# [Written problem a]
Copy out every line of the point labeling entries below, requests included, and shift each answer coordinate by -122. Leave the requests and their sample coordinates as they are.
━━━ Extract to read ━━━
Monday, 7 August 2017

The Celestial Toymaker

Chapter The 62nd, which is slightly racist.

The TARDIS crew find themselves trapped in the realm of a mysterious and powerful being called the Toymaker. To win their freedom and avoid being turned into his toys, they must all go along with the Toymaker's games: the Doctor must play Space Towers of Hanoi for ages after having been turned invisible, while his companions Steven and Dodo have to endure a succession of sinister and twisted (but not that sinister and twisted) versions of childhood favourites like blind man's buff, hopscotch, and - erm - a food fight. This climaxes in a relatively simple stalemate, which nonetheless takes ages to explain: if the Doctor makes his final move and defeats the Toymaker, the realm they are in will vanish taking the TARDIS team with it, but they can't leave until he makes the move. Is this how their travels come to an end? Will they have to stay there forever in torment or - no, no, they've outwitted the Toymaker and scarpered. As you were.

The Celestial Toymaker is one of the Sixties Doctor Who stories that are sadly incomplete in the BBC archives. Three out of its four episodes are missing, but - thanks to the forethought of young fans back then with tape recorders - the soundtracks to all four exist. Another preservation method in those pre-VCR days, but more for trade than home use, was to get offscreen stills - or 'telesnaps' - taken by an outside contractor (a very specific one, as it seems only one fellow, John Cura, ever offered the service). If engaged, Cura would take a portfolio of shots, on average once every thirty seconds or so, of a TV programme. He was employed on Doctor Who early on, but the second producer of the show, John Wiles, decided Cura's  wares weren't worth the coin, so no offscreen photos exist for his era. The Celestial Toymaker was on the cusp; incoming producer Innes Lloyd is credited as producer, but it was commissioned by Wiles, and Lloyd reinstated telesnaps coverage from the very next story after it. With insufficient visual data, any slide-show reconstruction would have to be so inventive it would be distracting to watch. As such, I stuck with the 2001 CD release with narration by companion actor Peter Purves. After listening to it all the way through, I popped the remaining final episode in the DVD player (it's on the 'Lost in Time' odds and sods compilation box-set). No one from the family was interested in joining me for any part of this.

First-time round: 
In 1991, long before they ran out of complete stories to release on VHS, the Beeb (probably at the behest of 1980s Doctor Who supremo John Nathan-Turner who had a consultant role on the range at that time) put out some special releases to include the orphaned episodes and clips that otherwise would not find a home. These were the Years tapes, and appropriately one of the first releases in June 1991 was The Hartnell Years, covering the first Doctor. Inappropriately, it was presented by Slyvester McCoy and had a 'Latin' version of the Doctor Who theme by Keff McCulloch accompanying its titles. Urggh. It is truly one of most horrible things I've ever had in my ears (and I once had olive oil poured in to dislodge some compacted ear wax). Anyway, one of the three episodes on this tape was The Final Test, episode four of The Celestial Toymaker. It's a bit odd viewed out of context (Slyv was given literally seconds to summarise the plot of episodes 1 to 3 as a lead-in), but it does at least round off a story. It was ten years later in 2001 when the audio CD was released before I found out exactly how it fit together with the rest of the piece.  One mystery was explained: why the electrocuted body of the Cyril character that appears near the end was so inadequate. I thought in 1991 that it was rubbish as it looked just like a doll. Of course, now I realise that it is supposed to look just like a doll.
━━━ Material shown ━━━
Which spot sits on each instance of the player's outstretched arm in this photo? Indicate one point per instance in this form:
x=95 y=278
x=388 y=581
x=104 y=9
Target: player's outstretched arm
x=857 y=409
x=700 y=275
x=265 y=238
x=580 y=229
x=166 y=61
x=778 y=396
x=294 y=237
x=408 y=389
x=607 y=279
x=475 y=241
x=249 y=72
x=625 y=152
━━━
# [Written problem b]
Go on with the review of The Celestial Toymaker above from where it stops.

# [Exercise answer a]
Which spot sits on each instance of the player's outstretched arm in this photo? Indicate one point per instance in this form:
x=95 y=278
x=388 y=581
x=104 y=9
Target: player's outstretched arm
x=735 y=287
x=578 y=153
x=143 y=116
x=458 y=107
x=44 y=-61
x=656 y=274
x=172 y=115
x=286 y=267
x=485 y=157
x=353 y=119
x=127 y=-50
x=503 y=30

# [Exercise answer b]
It was hard to find story connections between this one and the last story covered for the blog (Doctor Who and the Silurians - see below), but maybe they both have one similarity in their production: the money spent has struggled to find its way onto screen. Toymaker was undoubtedly budgeted cheaper than Silurians, but it still was aiming to create a highly visual fantasy world, with colourful childhood imagery of toys and games being the main driving force. The extant episode, though, looks empty and drab, like a contemporary children's game-show rather than a wonderland where godlike beings toy with mortals and all that carry on. It could just be episode 4 that's like that - unless they find the rest it's hard to know - maybe the money had run out by the end. The photos of the costumes and scenes from the earlier episodes do look great, but they are colour stills. In black and white, shot by bulky video cameras moving around Riverside Studio 1, it might not have been so impressive.

The story's a bit 'one note' throughout. Steven and Dodo get a riddle to solve, face some grotesque nursery characters as opponents in a game, these characters end up defeating themselves by dint of one stupidity or another, Steven and Dodo move on; riddle, repeat. No sense of building to a climax, nor much urgency despite the ticking clock of the move counter being referenced regularly. Having the same small repertory company of actors playing this succession of opponents only adds to the effect. There's also a lot of tell not show: lots of speeches about how powerful the Toymaker is, but no real evidence. The obvious sign of this power is demonstrated when toys turn into beings and back again, which mostly happens in those pesky missing episodes; maybe that sells it. The only similar effect in the available episode, mind, was mistaken by me for a decade as just being a rubbish dummy (see above), which doesn't inspire one with confidence that those moments in episodes 1-3 were spectacular and chilling. The ending too, is very talky. The predicament and its resolution are both neat bits of business, but it just takes too much time, and too much rabbit, to deliver.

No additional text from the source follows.